### [Complete the following]
(1) In the fybrik logging guidelines, rewrite the passage starting with "All of the previous plus: - debug" and going on through "used during development)", with "testing" changed to "integration testing" each time it occurs.
(2) For each statement, say yes or no as to whether the fybrik logging guidelines support it, and quote the words that decide it. (a) The warn level is for errors not shared with the user or request initiator. (b) Logging helper functions for python and java are already provided. (c) The fatal level has the numeric value 4.
START Document section
The fybrik control plane uses zerolog for its golang components, and provides a library of fybrik specific helper functions to be used with it. Examples of how to use zerolog: https://github.com/rs/zerolog/blob/master/log_example_test.go
TBD - fybrik logging helper functions for python and java.
Log Entry Verbosity
The choice of a log level should take into account in which environments the logged information is relevant: production, testing, or development. Although the administrator can configure the verbosity as desired, the following are typical configurations for the different environments.
Errors should always be logged, and preferably with as much information as possible. To this end, the function
LogStructure in in pkg/logging/logging.go converts golang structures to json for inclussion in the log. Please note that panic and fatal should be used sparingly.
- panic (zerolog.PanicLevel, 5) - Errors that prevent the component from operating correctly and handling requests Ex: fybrik control plane did not deploy correctly Ex: Data plane component crashed and cannot handle requests
- fatal (zerolog.FatalLevel, 4) - Errors that prevent the component from successfully completing a particular task Ex: fybrikapplication controller cannot generate a plotter Ex: Arrow/Flight server used to read data cannot access data store
- error (zerolog.ErrorLevel, 3) - Errors that are not fatal nor panic, but that the user / request initiator is made aware of (typical production setting for stable solution) Ex: Dataset requested in fybrikapplication.spec is not allowed to be used Ex: Query to Arrow/Flight server used to read data returns an error because of incorrect dataset ID
- warn (zerolog.WarnLevel, 2) - Errors not shared with the user / request initiator, typically from which the component recovers on its own
All of the previous plus: - info (zerolog.InfoLevel, 1) - High level health information that makes it clear the overall status, but without much detail (highest level used in production)
All of the previous plus: - debug (zerolog.DebugLevel, 0) - Additional information needed to help identify problems (typically used during testing)
All of the previous plus: - trace (zerolog.TraceLevel, -1) - For tracing step by step flow of control (typically used during development)
JSON Logging Standard Format
All Fybrik components should generate logging information in a standard format. This information will be used by different actors for different purposes, so as much relevant information as possible needs to be captured in a consistent format.
END Document section
START Given data
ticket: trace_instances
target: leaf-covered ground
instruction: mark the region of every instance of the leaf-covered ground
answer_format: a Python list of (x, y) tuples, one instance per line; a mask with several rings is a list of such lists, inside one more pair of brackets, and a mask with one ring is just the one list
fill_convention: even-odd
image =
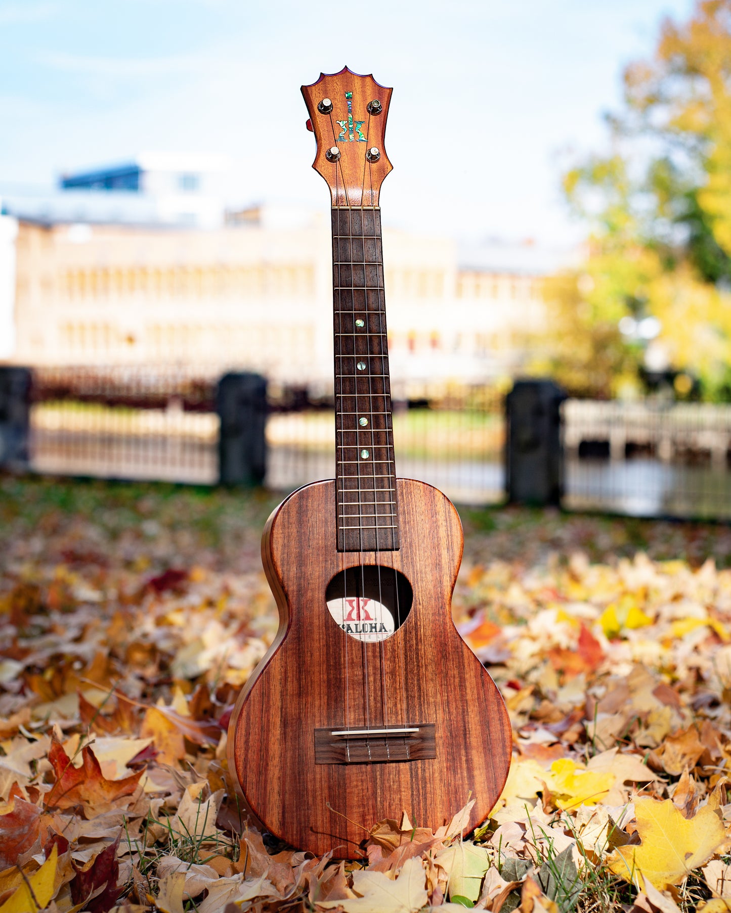
[(395, 805), (344, 866), (247, 827), (226, 765), (275, 500), (0, 478), (0, 913), (731, 910), (731, 530), (463, 511), (508, 783), (472, 834)]

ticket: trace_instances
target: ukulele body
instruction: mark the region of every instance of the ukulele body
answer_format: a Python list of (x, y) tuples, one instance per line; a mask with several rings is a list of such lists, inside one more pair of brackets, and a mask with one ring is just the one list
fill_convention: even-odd
[[(366, 829), (403, 811), (415, 825), (436, 829), (471, 793), (471, 829), (493, 809), (510, 765), (504, 703), (451, 618), (462, 554), (457, 511), (423, 482), (399, 478), (397, 490), (398, 551), (336, 551), (332, 480), (291, 494), (262, 538), (280, 628), (237, 702), (229, 770), (275, 836), (318, 855), (362, 856)], [(384, 578), (395, 578), (395, 568), (413, 592), (405, 620), (380, 642), (345, 633), (326, 603), (333, 578), (361, 564), (380, 565)], [(418, 731), (411, 742), (414, 732), (367, 737), (364, 749), (362, 738), (331, 738), (344, 727)], [(325, 762), (322, 749), (317, 762), (317, 729), (327, 730), (325, 758), (334, 745), (335, 757)], [(429, 744), (418, 740), (424, 734)], [(384, 752), (399, 760), (377, 760)]]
END Given data
### [Final answers]
(1)
All of the previous plus: - debug (zerolog.DebugLevel, 0) - Additional information needed to help identify problems (typically used during integration testing)
All of the previous plus: - trace (zerolog.TraceLevel, -1) - For tracing step by step flow of control (typically used during development)

(2)
(a) Yes: "Errors not shared with the user / request initiator, typically from which the component recovers on its own"
(b) No: "TBD - fybrik logging helper functions for python and java."
(c) Yes: "fatal (zerolog.FatalLevel, 4)"